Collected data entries
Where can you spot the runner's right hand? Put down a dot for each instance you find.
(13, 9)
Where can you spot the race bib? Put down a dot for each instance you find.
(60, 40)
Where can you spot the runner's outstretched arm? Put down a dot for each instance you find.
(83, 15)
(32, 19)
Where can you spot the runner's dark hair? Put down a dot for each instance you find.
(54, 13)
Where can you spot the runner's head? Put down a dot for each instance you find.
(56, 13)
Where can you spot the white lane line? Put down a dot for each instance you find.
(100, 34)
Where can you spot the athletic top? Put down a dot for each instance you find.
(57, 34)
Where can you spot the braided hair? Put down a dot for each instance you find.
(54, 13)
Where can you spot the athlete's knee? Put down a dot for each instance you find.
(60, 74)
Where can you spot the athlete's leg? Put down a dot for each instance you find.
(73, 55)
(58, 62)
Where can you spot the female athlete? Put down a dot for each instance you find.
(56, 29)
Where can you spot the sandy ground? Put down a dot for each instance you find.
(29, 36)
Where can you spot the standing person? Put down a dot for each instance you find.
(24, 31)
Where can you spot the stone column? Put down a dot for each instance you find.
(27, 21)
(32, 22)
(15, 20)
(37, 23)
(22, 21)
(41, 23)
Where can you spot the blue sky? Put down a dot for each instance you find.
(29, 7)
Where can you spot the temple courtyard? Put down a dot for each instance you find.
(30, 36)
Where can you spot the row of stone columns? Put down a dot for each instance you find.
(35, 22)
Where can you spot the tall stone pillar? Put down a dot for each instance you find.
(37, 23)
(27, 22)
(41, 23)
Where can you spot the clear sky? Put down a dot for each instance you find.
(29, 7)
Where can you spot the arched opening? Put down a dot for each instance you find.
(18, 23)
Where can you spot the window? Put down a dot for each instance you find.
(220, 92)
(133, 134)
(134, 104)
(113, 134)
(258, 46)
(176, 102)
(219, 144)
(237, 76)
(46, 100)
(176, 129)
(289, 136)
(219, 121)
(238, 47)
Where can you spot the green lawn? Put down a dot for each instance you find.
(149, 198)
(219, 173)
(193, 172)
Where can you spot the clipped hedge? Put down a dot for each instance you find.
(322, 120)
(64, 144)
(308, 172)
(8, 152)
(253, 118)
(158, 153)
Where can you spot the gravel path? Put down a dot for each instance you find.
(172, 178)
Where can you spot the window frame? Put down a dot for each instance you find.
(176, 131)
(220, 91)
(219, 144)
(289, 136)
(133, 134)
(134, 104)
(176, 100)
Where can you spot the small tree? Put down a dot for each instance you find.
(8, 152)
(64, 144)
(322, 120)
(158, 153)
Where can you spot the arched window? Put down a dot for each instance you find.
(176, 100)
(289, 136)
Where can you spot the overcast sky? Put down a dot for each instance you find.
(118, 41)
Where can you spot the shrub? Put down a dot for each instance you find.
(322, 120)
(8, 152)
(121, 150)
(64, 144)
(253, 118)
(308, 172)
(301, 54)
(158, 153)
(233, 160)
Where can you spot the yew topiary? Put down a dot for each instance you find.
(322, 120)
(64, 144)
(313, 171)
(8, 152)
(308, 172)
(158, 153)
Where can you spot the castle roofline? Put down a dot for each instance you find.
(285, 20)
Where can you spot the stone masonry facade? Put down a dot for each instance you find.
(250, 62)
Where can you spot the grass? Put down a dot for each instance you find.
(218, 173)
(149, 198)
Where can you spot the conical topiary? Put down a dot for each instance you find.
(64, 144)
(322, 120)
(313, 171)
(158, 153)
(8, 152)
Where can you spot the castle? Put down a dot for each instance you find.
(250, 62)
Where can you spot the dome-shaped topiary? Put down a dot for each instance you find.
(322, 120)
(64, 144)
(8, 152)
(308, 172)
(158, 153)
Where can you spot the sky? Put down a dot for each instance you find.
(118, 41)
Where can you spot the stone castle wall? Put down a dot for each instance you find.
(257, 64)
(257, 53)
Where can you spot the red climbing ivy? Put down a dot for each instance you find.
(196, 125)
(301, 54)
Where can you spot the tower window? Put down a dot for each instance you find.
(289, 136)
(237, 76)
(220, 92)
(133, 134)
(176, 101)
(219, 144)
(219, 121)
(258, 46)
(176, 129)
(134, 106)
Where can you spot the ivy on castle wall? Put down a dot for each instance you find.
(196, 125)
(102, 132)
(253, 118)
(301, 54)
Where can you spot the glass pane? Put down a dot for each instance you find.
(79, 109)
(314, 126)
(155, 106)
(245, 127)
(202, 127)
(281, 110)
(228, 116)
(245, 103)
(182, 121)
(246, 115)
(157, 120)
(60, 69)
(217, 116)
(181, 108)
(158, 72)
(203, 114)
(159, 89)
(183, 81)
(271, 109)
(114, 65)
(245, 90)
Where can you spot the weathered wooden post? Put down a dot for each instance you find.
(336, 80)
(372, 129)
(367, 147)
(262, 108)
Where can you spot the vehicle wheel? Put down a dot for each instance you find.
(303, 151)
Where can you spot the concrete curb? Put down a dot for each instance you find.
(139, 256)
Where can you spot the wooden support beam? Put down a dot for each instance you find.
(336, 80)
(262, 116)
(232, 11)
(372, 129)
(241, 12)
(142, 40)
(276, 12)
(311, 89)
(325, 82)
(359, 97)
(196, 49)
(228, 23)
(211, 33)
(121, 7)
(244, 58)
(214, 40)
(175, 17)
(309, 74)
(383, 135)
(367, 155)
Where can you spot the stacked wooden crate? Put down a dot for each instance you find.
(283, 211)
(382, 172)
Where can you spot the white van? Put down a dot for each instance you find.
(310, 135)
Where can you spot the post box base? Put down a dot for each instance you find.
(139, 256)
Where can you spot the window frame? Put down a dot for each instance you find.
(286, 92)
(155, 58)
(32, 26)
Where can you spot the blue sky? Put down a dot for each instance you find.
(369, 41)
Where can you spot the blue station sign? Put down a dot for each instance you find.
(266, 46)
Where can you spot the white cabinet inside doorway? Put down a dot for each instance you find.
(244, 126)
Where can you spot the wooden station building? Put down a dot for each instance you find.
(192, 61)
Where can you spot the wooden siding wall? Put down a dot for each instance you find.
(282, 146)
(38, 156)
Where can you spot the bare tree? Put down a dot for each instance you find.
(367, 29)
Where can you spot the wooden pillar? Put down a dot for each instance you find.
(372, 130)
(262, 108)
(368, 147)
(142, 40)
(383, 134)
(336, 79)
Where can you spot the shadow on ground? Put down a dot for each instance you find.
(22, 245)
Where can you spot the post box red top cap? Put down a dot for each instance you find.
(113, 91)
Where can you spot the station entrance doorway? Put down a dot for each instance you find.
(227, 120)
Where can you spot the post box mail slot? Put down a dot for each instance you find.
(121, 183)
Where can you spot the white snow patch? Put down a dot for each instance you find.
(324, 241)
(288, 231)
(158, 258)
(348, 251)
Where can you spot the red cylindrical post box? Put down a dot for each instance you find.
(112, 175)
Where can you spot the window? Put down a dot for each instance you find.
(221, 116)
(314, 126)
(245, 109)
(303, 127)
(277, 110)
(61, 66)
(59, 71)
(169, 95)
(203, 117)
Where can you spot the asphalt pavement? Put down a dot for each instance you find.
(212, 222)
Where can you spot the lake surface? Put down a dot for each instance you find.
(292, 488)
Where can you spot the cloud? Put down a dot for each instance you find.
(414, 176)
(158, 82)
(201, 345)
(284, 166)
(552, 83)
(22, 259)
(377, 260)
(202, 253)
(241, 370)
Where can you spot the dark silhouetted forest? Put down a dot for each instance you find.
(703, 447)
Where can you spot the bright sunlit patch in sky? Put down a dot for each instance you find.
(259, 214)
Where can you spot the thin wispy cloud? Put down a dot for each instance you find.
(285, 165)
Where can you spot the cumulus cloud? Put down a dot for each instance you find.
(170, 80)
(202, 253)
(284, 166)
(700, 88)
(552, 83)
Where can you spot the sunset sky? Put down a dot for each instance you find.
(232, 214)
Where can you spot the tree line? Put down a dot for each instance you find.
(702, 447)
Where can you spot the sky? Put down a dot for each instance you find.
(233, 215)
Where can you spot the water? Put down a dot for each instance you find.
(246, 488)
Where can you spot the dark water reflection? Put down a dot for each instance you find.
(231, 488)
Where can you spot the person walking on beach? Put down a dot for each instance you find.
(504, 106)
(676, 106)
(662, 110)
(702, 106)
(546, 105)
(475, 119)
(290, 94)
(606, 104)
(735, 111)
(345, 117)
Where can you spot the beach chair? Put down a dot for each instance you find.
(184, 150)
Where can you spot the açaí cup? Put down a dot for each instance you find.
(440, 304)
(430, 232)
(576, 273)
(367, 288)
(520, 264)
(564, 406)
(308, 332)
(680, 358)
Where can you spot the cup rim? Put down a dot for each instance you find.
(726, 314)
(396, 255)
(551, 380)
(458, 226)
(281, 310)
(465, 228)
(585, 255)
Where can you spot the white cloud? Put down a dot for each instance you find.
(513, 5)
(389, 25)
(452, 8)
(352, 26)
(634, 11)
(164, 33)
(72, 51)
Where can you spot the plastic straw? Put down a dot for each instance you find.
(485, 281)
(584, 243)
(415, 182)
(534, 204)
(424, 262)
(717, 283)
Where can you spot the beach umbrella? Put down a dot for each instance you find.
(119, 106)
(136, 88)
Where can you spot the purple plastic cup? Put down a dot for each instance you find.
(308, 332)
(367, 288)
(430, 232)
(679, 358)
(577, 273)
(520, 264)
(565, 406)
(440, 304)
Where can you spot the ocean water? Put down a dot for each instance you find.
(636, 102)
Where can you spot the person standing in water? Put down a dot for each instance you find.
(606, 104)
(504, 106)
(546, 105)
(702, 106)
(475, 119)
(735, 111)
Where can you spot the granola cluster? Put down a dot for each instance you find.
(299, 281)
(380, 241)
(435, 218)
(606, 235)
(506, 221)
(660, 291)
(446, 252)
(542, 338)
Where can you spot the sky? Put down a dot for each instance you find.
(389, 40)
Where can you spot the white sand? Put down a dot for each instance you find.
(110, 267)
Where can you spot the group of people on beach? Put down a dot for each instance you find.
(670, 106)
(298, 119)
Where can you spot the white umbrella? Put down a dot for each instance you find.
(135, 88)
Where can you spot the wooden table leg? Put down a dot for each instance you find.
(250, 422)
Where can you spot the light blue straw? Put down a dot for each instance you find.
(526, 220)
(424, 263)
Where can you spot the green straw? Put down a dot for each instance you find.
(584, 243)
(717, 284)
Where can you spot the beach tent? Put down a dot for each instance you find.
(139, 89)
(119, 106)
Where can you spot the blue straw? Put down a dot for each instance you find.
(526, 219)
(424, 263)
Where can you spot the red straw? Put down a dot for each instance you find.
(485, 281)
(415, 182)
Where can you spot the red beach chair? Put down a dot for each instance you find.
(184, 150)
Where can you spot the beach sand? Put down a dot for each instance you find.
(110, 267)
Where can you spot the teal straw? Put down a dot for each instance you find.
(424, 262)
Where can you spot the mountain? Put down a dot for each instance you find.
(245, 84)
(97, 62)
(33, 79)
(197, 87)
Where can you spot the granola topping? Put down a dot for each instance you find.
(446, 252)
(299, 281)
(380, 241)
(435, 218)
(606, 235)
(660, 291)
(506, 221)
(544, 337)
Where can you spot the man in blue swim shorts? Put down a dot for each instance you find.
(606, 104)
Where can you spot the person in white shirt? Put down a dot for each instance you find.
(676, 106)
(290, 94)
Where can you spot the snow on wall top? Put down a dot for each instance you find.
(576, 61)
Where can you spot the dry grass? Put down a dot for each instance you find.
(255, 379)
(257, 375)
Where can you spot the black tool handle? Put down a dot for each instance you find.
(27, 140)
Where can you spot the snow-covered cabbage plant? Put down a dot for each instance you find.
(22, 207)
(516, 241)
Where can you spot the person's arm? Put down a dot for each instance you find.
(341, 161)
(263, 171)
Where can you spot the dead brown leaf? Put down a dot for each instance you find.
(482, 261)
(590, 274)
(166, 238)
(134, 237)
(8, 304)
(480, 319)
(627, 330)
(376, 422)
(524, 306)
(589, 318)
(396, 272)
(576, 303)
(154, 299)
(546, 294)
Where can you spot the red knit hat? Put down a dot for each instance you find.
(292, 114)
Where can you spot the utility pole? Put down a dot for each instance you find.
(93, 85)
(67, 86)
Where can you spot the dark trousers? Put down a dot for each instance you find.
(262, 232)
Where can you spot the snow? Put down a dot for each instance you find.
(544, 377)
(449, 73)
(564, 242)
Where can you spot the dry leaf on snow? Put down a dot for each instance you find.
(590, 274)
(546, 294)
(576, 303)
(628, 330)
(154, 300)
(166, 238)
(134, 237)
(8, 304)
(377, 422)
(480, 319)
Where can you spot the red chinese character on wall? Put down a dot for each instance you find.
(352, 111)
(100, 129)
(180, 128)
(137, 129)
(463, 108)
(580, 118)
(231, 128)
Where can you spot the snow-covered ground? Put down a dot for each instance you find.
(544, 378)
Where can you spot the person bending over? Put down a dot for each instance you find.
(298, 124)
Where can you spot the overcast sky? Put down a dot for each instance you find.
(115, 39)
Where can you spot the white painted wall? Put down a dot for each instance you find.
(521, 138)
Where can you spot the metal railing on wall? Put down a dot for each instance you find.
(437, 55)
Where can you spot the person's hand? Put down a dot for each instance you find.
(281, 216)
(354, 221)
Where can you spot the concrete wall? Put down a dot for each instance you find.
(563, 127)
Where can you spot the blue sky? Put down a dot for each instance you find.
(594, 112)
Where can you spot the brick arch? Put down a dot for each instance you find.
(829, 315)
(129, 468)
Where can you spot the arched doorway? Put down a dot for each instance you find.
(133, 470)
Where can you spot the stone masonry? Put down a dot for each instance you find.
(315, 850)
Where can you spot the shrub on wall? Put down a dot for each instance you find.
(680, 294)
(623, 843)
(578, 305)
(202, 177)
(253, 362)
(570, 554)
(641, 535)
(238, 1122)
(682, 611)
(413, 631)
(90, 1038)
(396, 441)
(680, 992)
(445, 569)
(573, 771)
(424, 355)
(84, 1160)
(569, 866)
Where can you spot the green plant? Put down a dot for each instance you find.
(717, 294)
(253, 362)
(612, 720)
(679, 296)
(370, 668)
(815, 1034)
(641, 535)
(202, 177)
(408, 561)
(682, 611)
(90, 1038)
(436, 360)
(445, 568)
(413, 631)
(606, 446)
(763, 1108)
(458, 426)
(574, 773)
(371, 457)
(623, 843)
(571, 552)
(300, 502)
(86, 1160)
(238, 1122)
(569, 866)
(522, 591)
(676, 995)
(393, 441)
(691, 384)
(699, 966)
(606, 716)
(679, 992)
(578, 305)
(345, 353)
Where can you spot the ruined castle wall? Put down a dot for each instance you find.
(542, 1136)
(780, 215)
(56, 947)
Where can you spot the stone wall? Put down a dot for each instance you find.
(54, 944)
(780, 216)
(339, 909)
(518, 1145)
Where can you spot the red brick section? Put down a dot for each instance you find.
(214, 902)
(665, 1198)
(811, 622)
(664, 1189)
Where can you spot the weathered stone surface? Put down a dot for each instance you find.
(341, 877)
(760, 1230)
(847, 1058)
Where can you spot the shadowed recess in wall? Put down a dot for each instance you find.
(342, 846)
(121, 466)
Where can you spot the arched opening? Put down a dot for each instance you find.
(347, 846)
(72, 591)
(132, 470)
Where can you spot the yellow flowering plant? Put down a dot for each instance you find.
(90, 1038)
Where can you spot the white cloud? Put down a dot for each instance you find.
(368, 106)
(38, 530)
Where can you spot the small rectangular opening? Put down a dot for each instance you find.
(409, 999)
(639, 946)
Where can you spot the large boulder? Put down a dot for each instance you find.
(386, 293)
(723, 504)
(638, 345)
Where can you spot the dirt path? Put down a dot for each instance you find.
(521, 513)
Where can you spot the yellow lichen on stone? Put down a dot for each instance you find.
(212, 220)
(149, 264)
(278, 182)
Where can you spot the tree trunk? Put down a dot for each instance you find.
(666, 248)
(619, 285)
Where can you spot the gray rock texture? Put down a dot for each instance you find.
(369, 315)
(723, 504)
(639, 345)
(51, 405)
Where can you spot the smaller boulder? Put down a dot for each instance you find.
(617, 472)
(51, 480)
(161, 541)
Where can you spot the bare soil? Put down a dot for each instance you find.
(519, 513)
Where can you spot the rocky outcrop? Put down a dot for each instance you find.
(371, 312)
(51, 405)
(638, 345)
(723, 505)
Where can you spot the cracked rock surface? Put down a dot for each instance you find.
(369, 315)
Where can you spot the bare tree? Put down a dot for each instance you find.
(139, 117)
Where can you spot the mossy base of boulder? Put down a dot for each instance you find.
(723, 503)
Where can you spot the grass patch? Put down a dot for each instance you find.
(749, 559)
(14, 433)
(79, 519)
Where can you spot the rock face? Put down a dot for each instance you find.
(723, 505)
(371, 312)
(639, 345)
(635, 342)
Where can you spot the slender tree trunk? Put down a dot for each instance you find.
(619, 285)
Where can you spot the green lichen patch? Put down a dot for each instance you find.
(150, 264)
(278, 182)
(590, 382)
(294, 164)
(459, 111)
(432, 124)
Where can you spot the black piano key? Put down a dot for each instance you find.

### Assignment
This exercise asks for the line with "Where can you spot the grass patch?" and all lines after it through the end of the records above, retyped exactly and with nothing else.

### Result of this exercise
Where can you spot the grass patch? Put down a dot for each instance you find.
(749, 559)
(14, 433)
(79, 519)
Where can you spot the rock face? Put down a dot for each instance you find.
(723, 505)
(371, 312)
(639, 345)
(635, 342)
Where can you spot the slender tree trunk? Put down a dot for each instance you find.
(619, 285)
Where can you spot the green lichen patch? Put down a dot for each instance you find.
(150, 264)
(278, 182)
(590, 382)
(294, 164)
(459, 111)
(432, 124)
Where can you spot the black piano key? Put down a dot for each instance you find.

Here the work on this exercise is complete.